Laras Harus Digendong Menuju Ruang Ujian

Dya Ayu Larasati, siswa SMKN 1 Sidoarjo ini harus digendong ayahnya saat akan mengikuti UNBK sesi kedua di lantai dua kemarin.

Dewan Pendidikan : Infrastruktur UNBK Tak Ramah Siswa Inklusi
Dindik Jatim, Bhirawa
Layanan khusus seharusnya bisa diperoleh siswa inklusi dalam mengikuti proses pembelajaran. Tak terkecuali dalam pelaksanaan Ujian Nasional Berbasis Komputer (UNBK) yang telah memasuki hari kedua kemarin, Selasa (3/4). Sayang sekali, tidak semua sekolah dapat memenuhinya.
Seperti yang terjadi di SMKN 1 Sidoarjo, Dya Ayu Larasati harus digendong orangtuanya untuk sampai ke tempat ujian di lantai dua. Laras, siswa jurusan teknik gambar bangunan tersebut mengalami kesulitan untuk berjalan dengan normal sejak masih kecil. Dari halam sekolah, dia didorong ayahnya menggunakan kursi roda. Untuk naik ke lantai dua, Laras digendong ayahnya.
“Memang komputernya ada di atas, jadi harus naik. Sejak kecil kondisinya sudah seperti itu. Sebenarnya bisa saja naik sendiri, tapi jalannya harus mundur,” tutur Achmad Bibit ditemui usai mengantar putrinya.
Bibit mengaku, setiap hari harus mengantar anaknya ke sekolah. Selain mengikuti ujian, Laras juga harus naik ke lantai dua saat mengikuti praktikum sekolah. “Kalau turun dia bisa turun sendiri sambil duduk,” kata Bibit.
Laras mengaku telah terbiasa dengan kondisi tersebut. Tak jarang dia naik tangga sendiri dengan cara mundur seperti yang dikatakan ayahnya. Namun, saat itu dia ingin digendong agar lebih cepat sampai ke lantai dua sehingga tidak ketinggalan ujian pada sesi kedua. Sayangnya, jadwal ujian Laras ternyata diundur lantara pada sesi pertama mengalami keterlambatan.
“Lutut saya itu kaku kalau dipakai untuk jalan, rasanya sakit kalau kena tekanan. Makanya waktu istirahat sekolah saya lebih sering di kelas. Karena belum tentu ada yang bisa membantu jalan,” tutur dia. Untuk turun dari tangga, lanjut dia, teman-temannya biasa membantu menurunkan kursi rodanya dari lantai dua. “Tapi saya turunnya sendiri sambil duduk. Kata teman-teman saya berat,” tuturnya lalu tertawa.

**BARIS YANG DISEDIAKAN:**
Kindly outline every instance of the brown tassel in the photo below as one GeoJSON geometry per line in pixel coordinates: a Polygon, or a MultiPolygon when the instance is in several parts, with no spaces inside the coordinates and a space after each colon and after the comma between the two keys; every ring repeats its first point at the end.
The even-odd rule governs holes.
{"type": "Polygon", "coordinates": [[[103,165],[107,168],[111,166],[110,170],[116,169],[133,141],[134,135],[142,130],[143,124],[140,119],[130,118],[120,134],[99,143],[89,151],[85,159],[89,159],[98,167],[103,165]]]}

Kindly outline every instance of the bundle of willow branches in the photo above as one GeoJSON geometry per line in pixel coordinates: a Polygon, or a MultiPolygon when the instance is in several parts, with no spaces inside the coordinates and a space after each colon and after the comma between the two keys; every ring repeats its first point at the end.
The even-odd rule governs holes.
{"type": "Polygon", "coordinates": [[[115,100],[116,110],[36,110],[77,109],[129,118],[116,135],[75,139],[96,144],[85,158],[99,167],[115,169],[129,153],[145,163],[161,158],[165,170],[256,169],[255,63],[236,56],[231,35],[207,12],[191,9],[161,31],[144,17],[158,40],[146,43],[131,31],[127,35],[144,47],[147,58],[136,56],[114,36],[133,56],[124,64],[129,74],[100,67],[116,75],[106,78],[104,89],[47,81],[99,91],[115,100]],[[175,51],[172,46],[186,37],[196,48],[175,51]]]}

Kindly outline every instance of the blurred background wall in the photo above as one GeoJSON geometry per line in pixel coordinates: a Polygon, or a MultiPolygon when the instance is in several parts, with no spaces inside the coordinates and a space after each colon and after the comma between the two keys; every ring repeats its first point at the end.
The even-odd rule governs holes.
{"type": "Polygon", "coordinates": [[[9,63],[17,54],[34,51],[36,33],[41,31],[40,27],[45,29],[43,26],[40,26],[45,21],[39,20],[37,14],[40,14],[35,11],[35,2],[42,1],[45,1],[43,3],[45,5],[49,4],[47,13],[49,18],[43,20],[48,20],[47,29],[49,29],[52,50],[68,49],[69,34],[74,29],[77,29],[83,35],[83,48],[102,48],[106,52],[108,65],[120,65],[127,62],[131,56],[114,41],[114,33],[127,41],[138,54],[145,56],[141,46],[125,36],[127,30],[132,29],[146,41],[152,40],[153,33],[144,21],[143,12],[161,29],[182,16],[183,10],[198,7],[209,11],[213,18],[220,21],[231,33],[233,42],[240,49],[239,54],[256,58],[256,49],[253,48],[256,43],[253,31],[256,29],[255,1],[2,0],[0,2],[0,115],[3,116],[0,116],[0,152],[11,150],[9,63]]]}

**TUGAS:**
1. Kutip bagian berita tentang Laras dari "Laras mengaku telah" sampai "tuturnya lalu tertawa.".
2. Jawab pertanyaan berikut berdasarkan berita tentang Laras.
(a) Laras siswa jurusan apa?
(b) Di lantai berapa Laras mengikuti ujian?
(c) Bagaimana cara Laras turun dari tangga?
3. Teruskan berita tentang Laras setelah kalimat terakhirnya.
Baris-baris yang disediakan tidak ada hubungannya dengan berita tentang Laras.

**JAWABAN LATIHAN:**
1.
Laras mengaku telah terbiasa dengan kondisi tersebut. Tak jarang dia naik tangga sendiri dengan cara mundur seperti yang dikatakan ayahnya. Namun, saat itu dia ingin digendong agar lebih cepat sampai ke lantai dua sehingga tidak ketinggalan ujian pada sesi kedua. Sayangnya, jadwal ujian Laras ternyata diundur lantara pada sesi pertama mengalami keterlambatan.
“Lutut saya itu kaku kalau dipakai untuk jalan, rasanya sakit kalau kena tekanan. Makanya waktu istirahat sekolah saya lebih sering di kelas. Karena belum tentu ada yang bisa membantu jalan,” tutur dia. Untuk turun dari tangga, lanjut dia, teman-temannya biasa membantu menurunkan kursi rodanya dari lantai dua. “Tapi saya turunnya sendiri sambil duduk. Kata teman-teman saya berat,” tuturnya lalu tertawa.

2.
(a) Teknik gambar bangunan.
(b) Lantai dua.
(c) Sendiri sambil duduk.

3.
Selama mengikuti ujian, Laras mengaku tidak merasa ada kesulitan yang berarti. Kalau pun ada soal-soal yang sulit, dia memilih tetap mengerjakan sesuai kemampuannya. “Kelasnya sudah pakai CCTV, jadi kita maksimalkan kemampuan sendiri. Toh saya juga gak pernah nyontek,” tutur dia.
Sementara itu, Anggota Dewan Pendidikan Jatim Nuryanto menganggap sekolah telah memperlakukan siswa tersebut secara tidak manusiawi. Dewan Pendidikan Jatim turut prihatin dengan perlakuan sekolah terhadap siswa inklusif yang seharusnya mendapat layanan khusus. Sekolah yang semacam itu, kata dia, adalah sekolah yang seolah-olah inklusi namun layanannya tidak diperhatikan sehingga ramah kepada semua jenis siswa.
“Seharusnya pihak sekolah sejak awal menyiapkan infrastruktur UNBK yang sesuai dengan kondisi siswa inklusi tersebut,” tutur mantan Kabid TK, SD dan Pendidikan Khusus Dinas Pendidikan (Dindik) Jatim tersebut.
Keprihatinan Dewan Pendidikan Jatim tersebut cukup mendasar. Sebab, dalam standar prosedur operasional UN, peserta ujian yang menyandang disabilitas membutuhkan layanan khusus atau berbeda. Termasuk bagi peserta ujian yang sedang menjalani perawatan di rumah sakit.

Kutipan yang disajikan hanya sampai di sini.